(EXERCISE REQUIREMENTS)
Please retype the records below exactly, leaving out any pictures.

(INPUT ROWS)
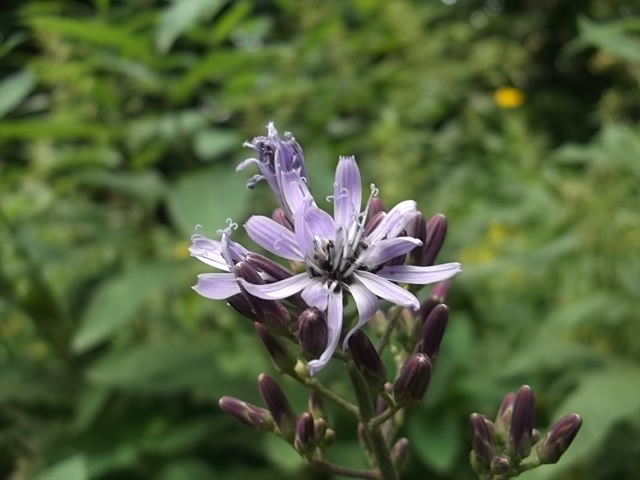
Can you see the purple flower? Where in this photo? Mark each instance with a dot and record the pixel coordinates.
(223, 255)
(339, 257)
(275, 155)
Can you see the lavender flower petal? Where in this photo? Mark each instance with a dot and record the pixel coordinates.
(278, 290)
(393, 222)
(294, 190)
(420, 275)
(347, 191)
(217, 286)
(389, 248)
(334, 324)
(387, 290)
(208, 251)
(316, 294)
(319, 223)
(366, 303)
(273, 237)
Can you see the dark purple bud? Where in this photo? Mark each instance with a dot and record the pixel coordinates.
(374, 221)
(482, 430)
(312, 332)
(521, 429)
(433, 331)
(282, 358)
(417, 228)
(500, 465)
(558, 440)
(535, 436)
(376, 206)
(413, 380)
(257, 418)
(441, 290)
(277, 403)
(240, 303)
(280, 217)
(270, 312)
(503, 419)
(267, 266)
(381, 404)
(400, 453)
(305, 441)
(436, 233)
(367, 360)
(320, 427)
(329, 438)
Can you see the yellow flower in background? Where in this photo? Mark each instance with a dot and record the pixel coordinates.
(508, 97)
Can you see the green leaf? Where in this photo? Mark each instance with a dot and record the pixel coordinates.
(74, 468)
(187, 469)
(14, 89)
(213, 142)
(95, 33)
(602, 399)
(435, 441)
(175, 365)
(610, 37)
(282, 454)
(208, 198)
(118, 299)
(180, 16)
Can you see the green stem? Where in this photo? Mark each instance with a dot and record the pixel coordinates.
(328, 394)
(376, 422)
(375, 439)
(344, 471)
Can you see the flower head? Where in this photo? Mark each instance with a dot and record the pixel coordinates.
(339, 256)
(275, 155)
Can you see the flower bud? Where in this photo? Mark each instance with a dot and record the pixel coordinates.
(257, 418)
(412, 383)
(521, 429)
(280, 217)
(436, 233)
(367, 360)
(381, 404)
(312, 332)
(316, 404)
(500, 465)
(270, 312)
(320, 427)
(417, 228)
(503, 419)
(277, 403)
(274, 271)
(400, 453)
(433, 331)
(305, 440)
(282, 358)
(482, 438)
(535, 436)
(558, 440)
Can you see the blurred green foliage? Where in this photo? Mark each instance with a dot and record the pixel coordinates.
(120, 127)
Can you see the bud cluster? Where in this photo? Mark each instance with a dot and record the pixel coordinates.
(505, 448)
(313, 312)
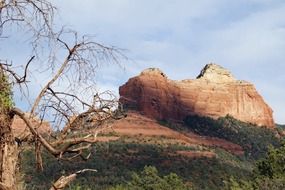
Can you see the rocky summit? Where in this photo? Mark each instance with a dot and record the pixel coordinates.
(214, 93)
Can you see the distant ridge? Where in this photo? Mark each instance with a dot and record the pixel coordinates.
(214, 93)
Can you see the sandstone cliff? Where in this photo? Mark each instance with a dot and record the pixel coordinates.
(214, 93)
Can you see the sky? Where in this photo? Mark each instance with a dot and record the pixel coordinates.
(246, 37)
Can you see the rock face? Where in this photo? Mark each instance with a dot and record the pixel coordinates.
(214, 93)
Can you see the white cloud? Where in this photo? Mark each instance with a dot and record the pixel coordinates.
(180, 37)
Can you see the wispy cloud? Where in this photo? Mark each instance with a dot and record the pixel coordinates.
(180, 37)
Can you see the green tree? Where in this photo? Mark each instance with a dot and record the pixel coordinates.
(149, 179)
(269, 173)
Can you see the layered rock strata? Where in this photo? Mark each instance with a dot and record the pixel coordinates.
(214, 93)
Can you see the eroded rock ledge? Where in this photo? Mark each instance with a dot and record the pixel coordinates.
(214, 93)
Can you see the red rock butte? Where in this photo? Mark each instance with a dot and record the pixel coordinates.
(214, 93)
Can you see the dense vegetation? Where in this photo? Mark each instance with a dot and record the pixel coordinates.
(122, 164)
(116, 161)
(254, 140)
(269, 173)
(149, 179)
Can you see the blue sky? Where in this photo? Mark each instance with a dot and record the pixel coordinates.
(181, 36)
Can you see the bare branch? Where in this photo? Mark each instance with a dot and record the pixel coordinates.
(64, 181)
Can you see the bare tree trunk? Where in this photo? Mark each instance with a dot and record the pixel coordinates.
(8, 153)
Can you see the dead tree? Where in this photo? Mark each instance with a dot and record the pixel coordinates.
(66, 98)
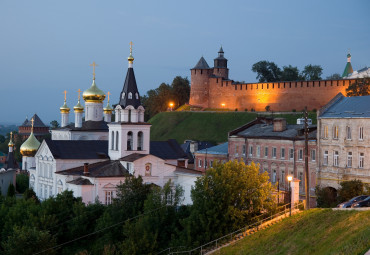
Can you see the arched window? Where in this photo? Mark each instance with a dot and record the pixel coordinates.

(REPLY TO THE TASK)
Can you see the purple flower? Where in this photo? Mark each instance with a dot and record the pixel coordinates.
(223, 255)
(339, 257)
(275, 155)
Can you see the lavender flower petal? Where in this photo? Mark each instance with a dot and record the pixel coordinates.
(278, 290)
(393, 222)
(294, 190)
(420, 275)
(347, 191)
(217, 286)
(389, 248)
(334, 324)
(387, 290)
(208, 251)
(316, 294)
(319, 223)
(366, 303)
(273, 237)
Can you see the dark purple bud? Where in this photo? Mark each instance with a dot and record the pixel coordinates.
(374, 221)
(482, 430)
(312, 332)
(521, 429)
(433, 331)
(282, 358)
(417, 228)
(500, 465)
(558, 440)
(535, 436)
(376, 206)
(413, 380)
(257, 418)
(441, 290)
(277, 403)
(240, 303)
(280, 217)
(270, 312)
(503, 419)
(267, 266)
(381, 404)
(400, 453)
(305, 441)
(436, 233)
(367, 360)
(320, 427)
(329, 438)
Can you see the yellow flower in background? Where in this photo? Mark each instance with a dot and record the pixel coordinates.
(508, 97)
Can you see the green leaf? Where in this photo? Mark each instance with a dot and record the pixel coordinates.
(74, 468)
(187, 469)
(14, 89)
(213, 142)
(95, 33)
(602, 399)
(435, 441)
(175, 365)
(610, 37)
(282, 454)
(208, 198)
(118, 299)
(180, 16)
Can you see the green stem? Where in this photo? Mark each instance with a dot and record the pixel coordinates.
(328, 394)
(376, 422)
(375, 439)
(344, 471)
Can you see the flower head? Where in this photo? Mark each instance with a dot and record the pixel coordinates.
(339, 256)
(275, 155)
Can you see the flower bud? Where in this photo? Mark each instance with a dot and record the pixel coordinates.
(257, 418)
(412, 383)
(521, 429)
(280, 217)
(436, 233)
(367, 360)
(381, 404)
(312, 332)
(316, 404)
(500, 465)
(270, 312)
(320, 427)
(417, 228)
(503, 419)
(277, 403)
(274, 271)
(400, 453)
(433, 331)
(305, 440)
(282, 358)
(482, 438)
(535, 436)
(558, 440)
Can you see the blurred green foliage? Where in this photo? Mark each instance with a dot and record the pixel coordinates.
(120, 127)
Can you see the bud cluster? Where in this photo? Mark each instance with a dot and record the pixel coordinates.
(505, 448)
(313, 312)
Can you see the rocky summit? Where in this photo? Mark each instance with a dot and record the pixel coordinates.
(214, 93)
Can you see the distant ridge? Where in this photo? Mark each instance with a dot and record the pixel coordinates.
(214, 93)
Can you see the sandstone cliff? Where in this photo? Mark each instance with a dot and record the pixel coordinates.
(214, 93)
Can you see the sky? Where in this photo? Mark each instance with a dot and record the pixel coordinates.
(246, 37)
Can you see the rock face? Where in this photo? Mark each instance with a dot and record the pixel coordinates.
(214, 93)
Can you see the white cloud? Where in this photo? Mark each instance with a dot and record the pixel coordinates.
(180, 37)
Can you see the wispy cloud? Where in this photo? Mark each instance with a dot and record the pixel coordinates.
(180, 37)
Can you see the green tree? Where in this photo? Mark each instance with a dot and record the pixel coordinates.
(149, 179)
(269, 173)
Can you see the layered rock strata? Where in this photo? Mark each instance with a dot and record the pixel coordinates.
(214, 93)
Can you see the eroded rock ledge? Where in this photo? Mark each instance with a dot and record the pixel coordinates.
(214, 93)
Can you see the red rock butte? Where in this photo? Mark each instance with a dot and record the pixel coordinates.
(214, 93)
Can you see the dense vegetation? Where in this photo? Mark each instance with a dot and record the pixel coordinates.
(122, 164)
(116, 161)
(254, 140)
(269, 173)
(149, 179)
Can you see the blue sky? Where in this photo? Mark each instance with a dot and record the pixel coordinates.
(181, 36)
Can you see the bare branch? Where in this photo? Mark each instance with a dot and record the pixel coordinates.
(64, 181)
Can you see the bare tree trunk? Where in this photo? Mark each instance with a dot and record the pixel coordinates.
(8, 153)
Can you see the dead tree? Where in this photo? Mark each instance with a dot and record the pixel coordinates.
(66, 98)
Can you see the arched window? Where in this photo? Mark each instance with a dot and record the pixel coordinates.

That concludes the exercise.